[STATED PROBLEM]: Gather every row below that contains the string "snow" and copy each of those rows in full. Case is significant, so count only occurrences whose letter case matches exactly.

* * * * *

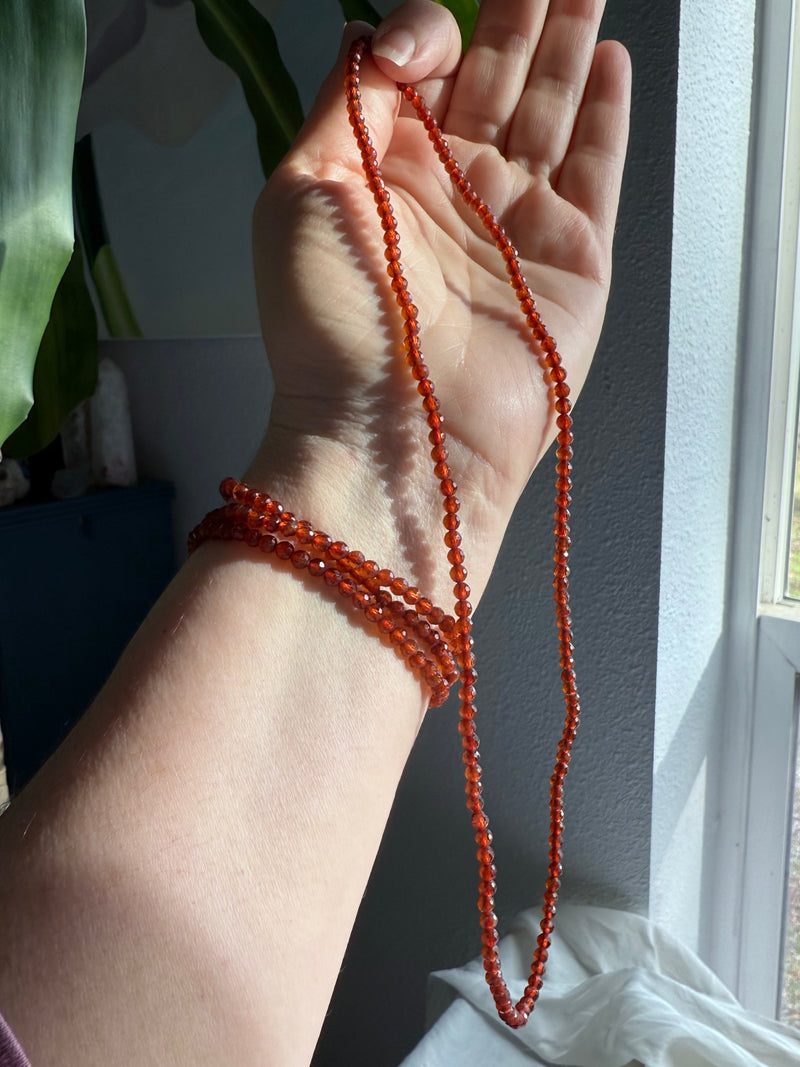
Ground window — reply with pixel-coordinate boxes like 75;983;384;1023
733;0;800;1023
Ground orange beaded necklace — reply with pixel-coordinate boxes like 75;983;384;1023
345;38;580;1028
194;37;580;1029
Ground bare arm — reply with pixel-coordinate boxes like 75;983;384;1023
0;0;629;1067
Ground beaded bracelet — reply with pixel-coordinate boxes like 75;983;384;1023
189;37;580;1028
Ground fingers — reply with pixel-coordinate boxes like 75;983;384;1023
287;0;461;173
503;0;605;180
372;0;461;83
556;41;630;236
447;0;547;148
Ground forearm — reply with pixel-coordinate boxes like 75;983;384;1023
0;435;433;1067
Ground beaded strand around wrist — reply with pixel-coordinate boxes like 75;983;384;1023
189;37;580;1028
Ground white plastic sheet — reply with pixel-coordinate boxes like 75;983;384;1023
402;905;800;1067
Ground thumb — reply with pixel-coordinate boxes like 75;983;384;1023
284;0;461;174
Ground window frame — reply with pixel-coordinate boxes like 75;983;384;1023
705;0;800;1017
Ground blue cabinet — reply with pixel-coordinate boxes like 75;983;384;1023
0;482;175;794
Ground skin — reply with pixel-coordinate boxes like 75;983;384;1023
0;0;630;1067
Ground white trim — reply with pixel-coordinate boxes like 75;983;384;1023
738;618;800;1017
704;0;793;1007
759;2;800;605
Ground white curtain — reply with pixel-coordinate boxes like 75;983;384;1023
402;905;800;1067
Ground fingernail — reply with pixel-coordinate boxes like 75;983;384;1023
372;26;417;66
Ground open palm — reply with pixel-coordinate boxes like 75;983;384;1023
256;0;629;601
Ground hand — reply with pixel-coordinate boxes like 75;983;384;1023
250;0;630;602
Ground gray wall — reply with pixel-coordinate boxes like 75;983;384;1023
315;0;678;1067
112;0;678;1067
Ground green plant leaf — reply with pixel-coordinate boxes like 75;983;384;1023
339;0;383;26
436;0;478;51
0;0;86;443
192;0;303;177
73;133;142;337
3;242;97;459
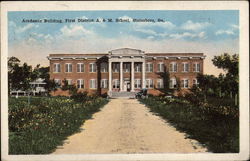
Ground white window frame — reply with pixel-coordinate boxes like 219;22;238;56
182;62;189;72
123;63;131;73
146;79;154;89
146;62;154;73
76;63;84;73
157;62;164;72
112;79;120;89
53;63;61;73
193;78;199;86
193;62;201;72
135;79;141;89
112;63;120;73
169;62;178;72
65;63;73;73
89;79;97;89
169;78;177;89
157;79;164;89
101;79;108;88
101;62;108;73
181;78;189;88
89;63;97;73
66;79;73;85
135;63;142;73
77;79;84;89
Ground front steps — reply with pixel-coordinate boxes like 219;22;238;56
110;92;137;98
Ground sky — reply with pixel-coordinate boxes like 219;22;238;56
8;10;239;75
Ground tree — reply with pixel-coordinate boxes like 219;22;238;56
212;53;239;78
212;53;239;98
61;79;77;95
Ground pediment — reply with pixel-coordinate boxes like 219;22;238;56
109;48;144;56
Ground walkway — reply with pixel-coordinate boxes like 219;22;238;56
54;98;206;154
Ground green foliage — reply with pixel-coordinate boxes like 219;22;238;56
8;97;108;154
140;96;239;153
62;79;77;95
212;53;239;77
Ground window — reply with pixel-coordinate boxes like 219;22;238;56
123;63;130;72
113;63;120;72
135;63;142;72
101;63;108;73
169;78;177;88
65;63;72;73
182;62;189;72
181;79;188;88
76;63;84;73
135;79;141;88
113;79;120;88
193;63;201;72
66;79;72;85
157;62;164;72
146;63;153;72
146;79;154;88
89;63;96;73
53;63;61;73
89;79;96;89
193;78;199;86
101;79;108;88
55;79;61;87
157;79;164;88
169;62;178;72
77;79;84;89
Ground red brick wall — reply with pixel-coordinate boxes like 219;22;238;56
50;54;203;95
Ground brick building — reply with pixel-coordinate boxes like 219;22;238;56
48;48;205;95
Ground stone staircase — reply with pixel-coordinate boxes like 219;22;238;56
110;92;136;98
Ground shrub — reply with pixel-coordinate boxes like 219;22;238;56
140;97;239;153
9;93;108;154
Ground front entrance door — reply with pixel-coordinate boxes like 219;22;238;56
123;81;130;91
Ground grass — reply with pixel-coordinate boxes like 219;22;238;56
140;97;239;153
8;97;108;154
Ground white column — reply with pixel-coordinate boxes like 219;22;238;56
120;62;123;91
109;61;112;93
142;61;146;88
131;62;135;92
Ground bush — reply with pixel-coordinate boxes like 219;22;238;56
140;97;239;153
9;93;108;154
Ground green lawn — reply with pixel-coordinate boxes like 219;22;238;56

* * * * *

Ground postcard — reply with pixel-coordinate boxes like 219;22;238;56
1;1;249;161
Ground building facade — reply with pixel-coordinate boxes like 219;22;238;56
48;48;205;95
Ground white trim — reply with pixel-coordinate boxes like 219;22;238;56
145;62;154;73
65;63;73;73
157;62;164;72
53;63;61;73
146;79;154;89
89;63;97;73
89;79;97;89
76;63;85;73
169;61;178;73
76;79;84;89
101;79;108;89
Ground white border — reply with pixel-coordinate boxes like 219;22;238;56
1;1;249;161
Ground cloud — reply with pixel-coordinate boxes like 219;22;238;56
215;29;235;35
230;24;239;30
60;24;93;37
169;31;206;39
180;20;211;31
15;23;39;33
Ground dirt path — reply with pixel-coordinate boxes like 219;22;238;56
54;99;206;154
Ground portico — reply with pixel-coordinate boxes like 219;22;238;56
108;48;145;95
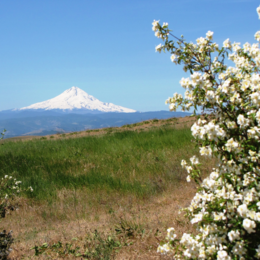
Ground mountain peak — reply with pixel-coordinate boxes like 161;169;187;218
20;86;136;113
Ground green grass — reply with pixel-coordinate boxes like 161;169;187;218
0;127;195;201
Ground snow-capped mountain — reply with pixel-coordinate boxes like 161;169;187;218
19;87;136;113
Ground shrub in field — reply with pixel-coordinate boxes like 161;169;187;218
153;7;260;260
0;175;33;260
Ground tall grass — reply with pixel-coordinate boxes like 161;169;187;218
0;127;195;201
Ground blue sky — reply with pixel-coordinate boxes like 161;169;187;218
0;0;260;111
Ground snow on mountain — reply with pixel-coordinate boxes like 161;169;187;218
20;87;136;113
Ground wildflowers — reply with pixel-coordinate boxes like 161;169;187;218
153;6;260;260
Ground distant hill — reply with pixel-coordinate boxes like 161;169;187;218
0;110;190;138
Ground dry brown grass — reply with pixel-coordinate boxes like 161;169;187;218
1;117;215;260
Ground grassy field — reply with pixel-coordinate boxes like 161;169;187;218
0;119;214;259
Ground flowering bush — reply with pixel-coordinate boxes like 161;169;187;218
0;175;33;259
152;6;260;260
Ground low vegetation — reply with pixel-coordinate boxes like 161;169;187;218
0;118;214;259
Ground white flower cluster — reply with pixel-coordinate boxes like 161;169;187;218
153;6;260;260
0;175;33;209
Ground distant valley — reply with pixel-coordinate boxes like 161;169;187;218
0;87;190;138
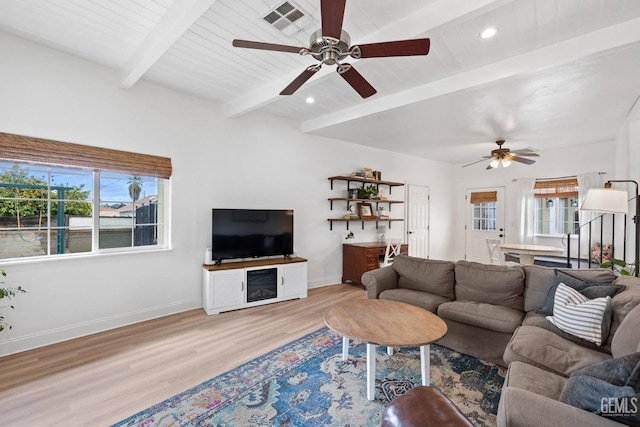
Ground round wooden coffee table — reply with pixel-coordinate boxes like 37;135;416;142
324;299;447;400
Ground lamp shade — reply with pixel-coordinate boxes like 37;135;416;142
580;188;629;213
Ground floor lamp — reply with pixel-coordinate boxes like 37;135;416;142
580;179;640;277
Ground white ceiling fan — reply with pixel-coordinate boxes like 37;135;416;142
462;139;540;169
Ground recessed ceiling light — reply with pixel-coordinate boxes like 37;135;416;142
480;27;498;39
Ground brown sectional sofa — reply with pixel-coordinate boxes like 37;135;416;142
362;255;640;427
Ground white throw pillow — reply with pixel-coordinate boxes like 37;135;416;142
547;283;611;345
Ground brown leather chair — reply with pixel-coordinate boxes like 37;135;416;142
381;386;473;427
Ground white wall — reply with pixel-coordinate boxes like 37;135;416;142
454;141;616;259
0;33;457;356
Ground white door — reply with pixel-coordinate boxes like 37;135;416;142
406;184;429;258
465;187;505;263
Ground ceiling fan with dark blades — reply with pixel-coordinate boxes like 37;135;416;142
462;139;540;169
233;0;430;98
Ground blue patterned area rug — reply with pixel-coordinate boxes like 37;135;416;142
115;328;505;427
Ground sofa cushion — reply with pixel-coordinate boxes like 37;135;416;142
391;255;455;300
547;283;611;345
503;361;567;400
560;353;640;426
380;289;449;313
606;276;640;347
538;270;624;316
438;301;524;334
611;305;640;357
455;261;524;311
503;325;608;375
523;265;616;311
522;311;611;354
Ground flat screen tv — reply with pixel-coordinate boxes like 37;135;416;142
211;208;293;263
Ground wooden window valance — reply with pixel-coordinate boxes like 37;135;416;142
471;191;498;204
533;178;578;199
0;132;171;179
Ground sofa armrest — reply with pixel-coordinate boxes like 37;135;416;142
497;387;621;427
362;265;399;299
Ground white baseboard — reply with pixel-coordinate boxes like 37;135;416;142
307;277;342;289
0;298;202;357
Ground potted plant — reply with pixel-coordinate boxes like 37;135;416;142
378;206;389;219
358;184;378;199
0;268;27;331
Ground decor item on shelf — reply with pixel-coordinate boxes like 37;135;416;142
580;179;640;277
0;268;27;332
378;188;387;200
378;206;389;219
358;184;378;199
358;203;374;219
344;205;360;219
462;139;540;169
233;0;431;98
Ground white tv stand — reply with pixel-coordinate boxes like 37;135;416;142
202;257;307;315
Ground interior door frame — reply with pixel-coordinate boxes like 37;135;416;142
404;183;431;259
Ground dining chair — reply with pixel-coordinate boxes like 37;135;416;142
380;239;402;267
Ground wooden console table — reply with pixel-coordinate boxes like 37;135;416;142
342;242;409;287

* * * * *

[RESULT FOR THIS EXERCISE]:
Ground snow-capped mountain — reply with pixel-coordinate boxes like 161;169;187;218
Ground snow on mountain — reply with pixel-coordinate boxes like 161;169;187;218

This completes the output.